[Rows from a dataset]
.....
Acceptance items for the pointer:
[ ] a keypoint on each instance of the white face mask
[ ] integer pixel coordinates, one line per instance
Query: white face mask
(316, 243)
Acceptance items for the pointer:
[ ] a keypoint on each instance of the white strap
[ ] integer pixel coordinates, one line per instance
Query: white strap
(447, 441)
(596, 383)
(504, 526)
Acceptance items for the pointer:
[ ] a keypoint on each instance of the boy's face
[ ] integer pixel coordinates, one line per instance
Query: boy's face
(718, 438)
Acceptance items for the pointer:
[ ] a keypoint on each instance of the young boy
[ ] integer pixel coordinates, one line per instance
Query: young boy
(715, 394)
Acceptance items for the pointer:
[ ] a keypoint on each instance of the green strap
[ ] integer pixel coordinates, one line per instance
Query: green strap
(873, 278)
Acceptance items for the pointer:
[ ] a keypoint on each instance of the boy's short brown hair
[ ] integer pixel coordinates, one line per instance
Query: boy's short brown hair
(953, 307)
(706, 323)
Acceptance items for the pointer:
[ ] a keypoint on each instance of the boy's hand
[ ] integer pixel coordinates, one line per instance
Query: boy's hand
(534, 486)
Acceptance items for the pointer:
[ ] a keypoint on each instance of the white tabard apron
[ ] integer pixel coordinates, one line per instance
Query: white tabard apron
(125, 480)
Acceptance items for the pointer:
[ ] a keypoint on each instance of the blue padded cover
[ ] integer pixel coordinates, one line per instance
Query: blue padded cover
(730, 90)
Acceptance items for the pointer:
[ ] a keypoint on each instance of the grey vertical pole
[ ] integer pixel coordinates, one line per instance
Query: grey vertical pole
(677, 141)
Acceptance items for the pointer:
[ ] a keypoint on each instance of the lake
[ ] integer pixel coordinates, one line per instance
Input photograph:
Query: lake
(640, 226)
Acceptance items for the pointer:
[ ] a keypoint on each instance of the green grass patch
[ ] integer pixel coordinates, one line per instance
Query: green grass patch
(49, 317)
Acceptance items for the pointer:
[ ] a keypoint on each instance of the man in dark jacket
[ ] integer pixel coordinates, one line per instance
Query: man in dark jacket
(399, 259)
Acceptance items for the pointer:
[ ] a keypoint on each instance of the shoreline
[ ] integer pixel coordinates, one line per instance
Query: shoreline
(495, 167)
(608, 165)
.....
DIRECTIONS: Retype the whole listing, matching it exactly.

CORRECT OUTPUT:
Acceptance items for the pointer:
[ ] a keypoint on each instance of the white face mask
[ ] integer pixel coordinates, one line per instance
Query: white face mask
(316, 243)
Acceptance items for the pointer:
[ ] a keypoint on each instance of the white strap
[ ] integer pixel coordinates, one line per instance
Query: white strap
(447, 441)
(596, 383)
(504, 526)
Acceptance items for the pointer:
[ ] a keypoint on each instance of the boy's face
[ ] integer pixel coordinates, one line per instance
Query: boy's face
(718, 438)
Acceptance items for the pointer:
[ ] a keypoint on each instance of the young boy
[ ] integer pixel coordinates, one line per instance
Query: young boy
(715, 394)
Acceptance items for the pointer:
[ ] a keypoint on each instance of the green strap
[ ] integer pixel coordinates, one line per instance
Query: green strap
(873, 278)
Acceptance items for the pointer:
[ ] a keypoint on each instance of the boy's short brown hair
[ ] integer pixel coordinates, one line per instance
Query: boy's short brown hair
(953, 307)
(706, 323)
Acceptance items for the pointer:
[ ] a keypoint on each instance of the boy's hand
[ ] integer pixel coordinates, one line per instance
Query: boy's hand
(534, 486)
Acceptance items for the pointer:
[ ] a keypoint on each instance of the white tabard apron
[ ] integer pixel coordinates, one line per instance
Query: white tabard apron
(125, 480)
Acceptance items for the pointer:
[ ] a keypoint on each instance of the blue padded cover
[ ] integer pixel coordinates, one line per instance
Query: blue padded cover
(730, 90)
Acceptance items for the pointer:
[ ] a keypoint on each instance of the grey vertical pole
[ ] integer pixel coordinates, one line per instance
Query: grey vertical pole
(677, 141)
Acceptance items for the pointer:
[ ] a keypoint on each instance of the lake
[ ] integer pixel coordinates, one line per instance
Input photograph:
Query: lake
(640, 226)
Acceptance items for the pointer:
[ ] a keypoint on each instance of the green grass patch
[ ] integer pixel coordinates, one line per instance
Query: green grass patch
(49, 317)
Acceptance items for the pointer:
[ ] a keypoint on each instance of the man in dark jacket
[ ] integer pixel coordinates, one line per instance
Query: man in dark jacket
(399, 259)
Acceptance items for the pointer:
[ ] a keypoint on each instance of the shoreline
[ ] integer pixel coordinates, one line per instance
Query: shoreline
(495, 167)
(608, 165)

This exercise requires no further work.